### Problem:
Put each line of the records below into a Markdown table with two columns, Row and Record line. Number the rows in order and leave out any blank lines.

### Input rows:

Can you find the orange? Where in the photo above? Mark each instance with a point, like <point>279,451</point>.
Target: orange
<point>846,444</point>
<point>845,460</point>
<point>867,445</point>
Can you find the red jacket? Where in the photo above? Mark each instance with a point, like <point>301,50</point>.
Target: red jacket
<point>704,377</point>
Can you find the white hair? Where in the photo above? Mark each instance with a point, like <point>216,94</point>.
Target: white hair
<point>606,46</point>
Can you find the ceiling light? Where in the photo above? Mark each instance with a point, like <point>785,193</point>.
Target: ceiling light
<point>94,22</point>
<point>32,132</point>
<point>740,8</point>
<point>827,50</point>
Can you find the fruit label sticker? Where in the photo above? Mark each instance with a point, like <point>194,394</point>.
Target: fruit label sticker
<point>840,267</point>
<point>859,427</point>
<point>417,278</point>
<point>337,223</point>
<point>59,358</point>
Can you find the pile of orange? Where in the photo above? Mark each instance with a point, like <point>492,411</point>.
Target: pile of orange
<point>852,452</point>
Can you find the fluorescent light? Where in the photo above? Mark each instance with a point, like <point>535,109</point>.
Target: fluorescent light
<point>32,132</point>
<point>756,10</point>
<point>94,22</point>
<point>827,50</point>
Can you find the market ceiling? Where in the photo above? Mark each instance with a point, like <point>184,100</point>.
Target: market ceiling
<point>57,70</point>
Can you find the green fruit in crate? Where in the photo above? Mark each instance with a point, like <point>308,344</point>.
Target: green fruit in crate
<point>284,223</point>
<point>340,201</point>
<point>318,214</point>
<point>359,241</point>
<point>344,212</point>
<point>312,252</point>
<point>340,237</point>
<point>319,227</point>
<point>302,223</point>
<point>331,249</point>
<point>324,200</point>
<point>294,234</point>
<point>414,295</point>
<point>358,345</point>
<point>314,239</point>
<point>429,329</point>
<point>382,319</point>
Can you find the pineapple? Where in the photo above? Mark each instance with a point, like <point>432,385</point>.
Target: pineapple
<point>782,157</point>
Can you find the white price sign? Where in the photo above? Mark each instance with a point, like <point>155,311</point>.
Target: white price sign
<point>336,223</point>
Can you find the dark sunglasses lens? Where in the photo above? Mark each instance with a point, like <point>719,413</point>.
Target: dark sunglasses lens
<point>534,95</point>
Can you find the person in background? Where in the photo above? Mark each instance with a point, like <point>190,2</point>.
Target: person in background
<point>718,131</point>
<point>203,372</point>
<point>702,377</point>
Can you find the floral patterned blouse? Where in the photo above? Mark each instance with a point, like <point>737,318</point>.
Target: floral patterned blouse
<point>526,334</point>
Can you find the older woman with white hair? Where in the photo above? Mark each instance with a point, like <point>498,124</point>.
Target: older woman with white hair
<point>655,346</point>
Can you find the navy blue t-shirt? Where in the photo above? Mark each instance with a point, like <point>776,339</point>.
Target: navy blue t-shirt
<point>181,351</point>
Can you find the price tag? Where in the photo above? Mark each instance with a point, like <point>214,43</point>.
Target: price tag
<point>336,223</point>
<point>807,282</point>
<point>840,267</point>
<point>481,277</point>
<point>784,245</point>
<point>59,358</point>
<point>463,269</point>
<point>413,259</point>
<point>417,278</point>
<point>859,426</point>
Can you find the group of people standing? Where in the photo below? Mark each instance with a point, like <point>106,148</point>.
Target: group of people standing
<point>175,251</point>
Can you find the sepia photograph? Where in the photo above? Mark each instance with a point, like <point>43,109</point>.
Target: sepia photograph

### Exercise output:
| Row | Record line |
|---|---|
| 1 | Can you find the orange? Where in the photo above? Mark each instance with a point, like <point>279,451</point>. |
| 2 | Target: orange |
| 3 | <point>846,444</point> |
| 4 | <point>845,460</point> |
| 5 | <point>867,445</point> |
| 6 | Can you find the red jacket? Where in the photo above? Mark each instance with a point, like <point>301,50</point>. |
| 7 | Target: red jacket |
| 8 | <point>704,377</point> |
| 9 | Can you find the white hair? Where in the photo above? Mark each instance with a point, like <point>216,94</point>. |
| 10 | Target: white hair |
| 11 | <point>606,46</point> |
| 12 | Can you find the ceiling light? Where in the photo above? Mark each instance with a point, like <point>785,193</point>. |
| 13 | Target: ceiling light |
| 14 | <point>94,22</point> |
| 15 | <point>32,132</point> |
| 16 | <point>740,8</point> |
| 17 | <point>827,50</point> |
| 18 | Can you find the fruit label sticker? Where in the photo above? Mark each instance with a point, like <point>194,394</point>. |
| 19 | Target: fruit label sticker |
| 20 | <point>840,267</point> |
| 21 | <point>859,427</point> |
| 22 | <point>417,278</point> |
| 23 | <point>337,223</point> |
| 24 | <point>59,358</point> |
| 25 | Can you find the pile of orange? Where in the photo above? Mark each instance with a point, like <point>492,411</point>. |
| 26 | Target: pile of orange |
| 27 | <point>852,452</point> |
| 28 | Can you find the fluorescent light? Where in the photo above? Mark each instance with a point, like <point>535,109</point>. |
| 29 | Target: fluorescent light |
| 30 | <point>32,132</point> |
| 31 | <point>756,10</point> |
| 32 | <point>94,22</point> |
| 33 | <point>827,50</point> |
| 34 | Can you find the market ceiling? Where in the photo above? Mark each instance with a point, like <point>184,100</point>. |
| 35 | Target: market ceiling |
| 36 | <point>57,70</point> |
| 37 | Can you find the green fruit in crate? Where in the photo above? Mark each instance with a point, like <point>308,344</point>. |
| 38 | Target: green fruit in crate |
| 39 | <point>284,223</point> |
| 40 | <point>340,201</point> |
| 41 | <point>318,214</point> |
| 42 | <point>359,241</point> |
| 43 | <point>344,212</point> |
| 44 | <point>312,252</point> |
| 45 | <point>340,237</point> |
| 46 | <point>319,227</point> |
| 47 | <point>302,223</point> |
| 48 | <point>331,249</point> |
| 49 | <point>324,200</point> |
| 50 | <point>294,234</point> |
| 51 | <point>414,295</point> |
| 52 | <point>358,345</point> |
| 53 | <point>314,239</point> |
| 54 | <point>429,329</point> |
| 55 | <point>382,319</point> |
| 56 | Can you find the pineapple? Where in the photo above? Mark each instance with a point, like <point>432,385</point>. |
| 57 | Target: pineapple |
| 58 | <point>782,157</point> |
| 59 | Can you find the white price sign? Where in the photo above? Mark each instance with a point, like <point>155,311</point>. |
| 60 | Target: white price sign |
| 61 | <point>336,223</point> |
| 62 | Can you find the dark sunglasses lens? Where in the photo above? Mark each instance with a point, like <point>719,413</point>. |
| 63 | Target: dark sunglasses lens |
| 64 | <point>534,95</point> |
| 65 | Can you find the person in background? Where in the photo above? Mark each instance with a point, like <point>190,2</point>. |
| 66 | Target: person in background |
| 67 | <point>718,131</point> |
| 68 | <point>203,372</point> |
| 69 | <point>702,377</point> |
| 70 | Can you find the floral patterned blouse? Where in the photo above? Mark each instance with a point, like <point>737,318</point>. |
| 71 | Target: floral patterned blouse |
| 72 | <point>526,334</point> |
| 73 | Can you find the older woman with white hair? Where in the photo above? Mark each instance with a point, like <point>498,124</point>. |
| 74 | Target: older woman with white hair |
| 75 | <point>655,346</point> |
| 76 | Can you find the navy blue t-shirt? Where in the photo above? Mark each instance with a point, like <point>776,339</point>. |
| 77 | Target: navy blue t-shirt |
| 78 | <point>181,351</point> |
| 79 | Can you find the price tag? Where in the photo above? Mark each instance with a point, like <point>214,43</point>. |
| 80 | Target: price tag |
| 81 | <point>336,223</point> |
| 82 | <point>807,282</point> |
| 83 | <point>840,267</point> |
| 84 | <point>481,277</point> |
| 85 | <point>784,245</point> |
| 86 | <point>59,358</point> |
| 87 | <point>463,269</point> |
| 88 | <point>413,259</point> |
| 89 | <point>417,278</point> |
| 90 | <point>859,426</point> |
| 91 | Can you find the group of people standing? Where in the photo below? Mark each instance with a point, like <point>106,148</point>. |
| 92 | Target: group of people standing |
| 93 | <point>175,251</point> |
| 94 | Can you find the sepia photograph? Where in the photo above? Mark each instance with a point, like <point>43,109</point>. |
| 95 | Target: sepia photograph |